**EXERCISE AIM**
List each line in the entries below that contains the word "clicks".

•••

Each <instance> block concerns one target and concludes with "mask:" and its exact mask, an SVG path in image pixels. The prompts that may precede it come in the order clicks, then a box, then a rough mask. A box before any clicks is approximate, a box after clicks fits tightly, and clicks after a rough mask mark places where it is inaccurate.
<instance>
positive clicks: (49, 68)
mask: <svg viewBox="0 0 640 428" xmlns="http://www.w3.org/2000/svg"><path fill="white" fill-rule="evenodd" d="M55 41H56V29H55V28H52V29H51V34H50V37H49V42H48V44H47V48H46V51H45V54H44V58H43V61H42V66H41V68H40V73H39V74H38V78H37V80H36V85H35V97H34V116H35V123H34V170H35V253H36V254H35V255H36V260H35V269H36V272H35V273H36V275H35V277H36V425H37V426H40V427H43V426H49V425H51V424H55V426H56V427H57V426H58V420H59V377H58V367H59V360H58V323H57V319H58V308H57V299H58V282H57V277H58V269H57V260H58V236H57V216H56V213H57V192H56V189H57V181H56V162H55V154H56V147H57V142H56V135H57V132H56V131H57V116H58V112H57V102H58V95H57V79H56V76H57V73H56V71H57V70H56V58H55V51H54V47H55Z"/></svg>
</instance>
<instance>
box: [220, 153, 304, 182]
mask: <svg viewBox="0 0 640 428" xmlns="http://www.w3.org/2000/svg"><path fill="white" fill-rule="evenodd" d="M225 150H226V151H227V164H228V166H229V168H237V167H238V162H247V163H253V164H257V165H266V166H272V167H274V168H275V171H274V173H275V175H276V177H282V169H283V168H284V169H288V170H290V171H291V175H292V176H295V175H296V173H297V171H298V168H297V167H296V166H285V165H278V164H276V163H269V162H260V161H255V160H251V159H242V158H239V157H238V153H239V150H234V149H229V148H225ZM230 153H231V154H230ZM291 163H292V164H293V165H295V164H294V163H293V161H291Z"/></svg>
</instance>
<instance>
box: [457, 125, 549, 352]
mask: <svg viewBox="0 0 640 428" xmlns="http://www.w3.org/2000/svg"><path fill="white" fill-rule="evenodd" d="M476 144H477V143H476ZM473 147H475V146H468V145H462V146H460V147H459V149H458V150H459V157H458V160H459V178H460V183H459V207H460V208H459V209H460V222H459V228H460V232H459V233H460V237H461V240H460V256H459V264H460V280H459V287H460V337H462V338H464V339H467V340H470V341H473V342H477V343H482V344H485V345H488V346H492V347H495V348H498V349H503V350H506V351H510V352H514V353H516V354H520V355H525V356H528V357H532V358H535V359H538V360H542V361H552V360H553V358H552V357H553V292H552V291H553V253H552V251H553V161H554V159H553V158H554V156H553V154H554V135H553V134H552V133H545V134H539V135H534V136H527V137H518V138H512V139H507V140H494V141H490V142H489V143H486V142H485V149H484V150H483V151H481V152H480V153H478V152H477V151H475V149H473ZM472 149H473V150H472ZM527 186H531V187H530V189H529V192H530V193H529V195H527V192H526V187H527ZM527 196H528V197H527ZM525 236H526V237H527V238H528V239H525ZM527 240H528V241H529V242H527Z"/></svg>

•••

**RESPONSE TO THIS TASK**
Each <instance> block concerns one target and concludes with "mask:" and its exact mask, an SVG path in image pixels. The prompts that may precede it come in the order clicks, then a box, then a rough mask. A box before any clicks is approximate, a box after clicks fits tightly, and clicks after a rough mask mark places where it is inaccurate.
positive clicks: (49, 68)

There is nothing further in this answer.